Location identification entries:
● ● ● ● ● ● ●

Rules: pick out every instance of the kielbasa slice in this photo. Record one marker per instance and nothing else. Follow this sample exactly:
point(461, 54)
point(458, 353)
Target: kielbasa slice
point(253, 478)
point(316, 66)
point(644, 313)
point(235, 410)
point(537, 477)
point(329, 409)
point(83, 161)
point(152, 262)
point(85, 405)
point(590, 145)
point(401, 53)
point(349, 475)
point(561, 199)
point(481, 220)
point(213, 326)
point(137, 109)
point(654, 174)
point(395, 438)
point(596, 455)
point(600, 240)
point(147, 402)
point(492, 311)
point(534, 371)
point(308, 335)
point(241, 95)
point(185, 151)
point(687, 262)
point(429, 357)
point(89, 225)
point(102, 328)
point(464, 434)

● ● ● ● ● ● ●

# STATED TASK:
From the material above, keep only the lines that contain the word "slice" and copy each one out.

# ANSWER TO THIS EXERCISE:
Rules: pick out every instance of the kielbasa slice in this photo. Record one marker per instance and nothing else. Follow this sample exactly:
Target: kielbasa slice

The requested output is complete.